** AVAILABLE DATA **
::::::::::
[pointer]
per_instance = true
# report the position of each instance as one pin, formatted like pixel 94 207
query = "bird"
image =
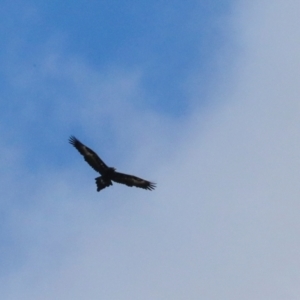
::::::::::
** WHAT IS NEEDED **
Copy out all of the material above word for word, but leave the picture out.

** WRITTEN RESPONSE **
[pointer]
per_instance = true
# report the position of each instance as one pin, formatted like pixel 94 207
query = "bird"
image =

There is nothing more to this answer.